Problem requirements:
Without changing a single word, write out every entry.
--------------------------------------------------
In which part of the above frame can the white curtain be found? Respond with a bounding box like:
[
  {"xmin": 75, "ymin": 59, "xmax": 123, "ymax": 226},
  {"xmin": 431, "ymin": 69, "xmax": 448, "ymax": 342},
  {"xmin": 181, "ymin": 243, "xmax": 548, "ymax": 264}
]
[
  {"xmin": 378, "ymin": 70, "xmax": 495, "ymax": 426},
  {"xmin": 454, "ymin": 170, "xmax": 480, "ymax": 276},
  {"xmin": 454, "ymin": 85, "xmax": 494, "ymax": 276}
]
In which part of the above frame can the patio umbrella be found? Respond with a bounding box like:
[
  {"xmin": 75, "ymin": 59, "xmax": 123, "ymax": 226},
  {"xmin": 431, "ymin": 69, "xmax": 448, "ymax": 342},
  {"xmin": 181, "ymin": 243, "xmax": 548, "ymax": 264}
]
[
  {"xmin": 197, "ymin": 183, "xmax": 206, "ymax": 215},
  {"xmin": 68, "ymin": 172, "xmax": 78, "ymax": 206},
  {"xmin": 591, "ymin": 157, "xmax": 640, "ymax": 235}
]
--------------------------------------------------
Solved exercise:
In which part of the above frame can the white curtain be found? Respond with a bounding box like:
[
  {"xmin": 75, "ymin": 59, "xmax": 123, "ymax": 226},
  {"xmin": 431, "ymin": 69, "xmax": 448, "ymax": 342},
  {"xmin": 181, "ymin": 243, "xmax": 548, "ymax": 264}
]
[
  {"xmin": 378, "ymin": 70, "xmax": 495, "ymax": 426},
  {"xmin": 454, "ymin": 170, "xmax": 480, "ymax": 276},
  {"xmin": 454, "ymin": 85, "xmax": 494, "ymax": 276}
]
In which part of the above frame can the patio umbrella be found? Respond with a bounding box like:
[
  {"xmin": 75, "ymin": 59, "xmax": 123, "ymax": 226},
  {"xmin": 431, "ymin": 69, "xmax": 448, "ymax": 342},
  {"xmin": 181, "ymin": 243, "xmax": 548, "ymax": 264}
]
[
  {"xmin": 197, "ymin": 183, "xmax": 206, "ymax": 215},
  {"xmin": 68, "ymin": 172, "xmax": 78, "ymax": 206},
  {"xmin": 591, "ymin": 157, "xmax": 640, "ymax": 235}
]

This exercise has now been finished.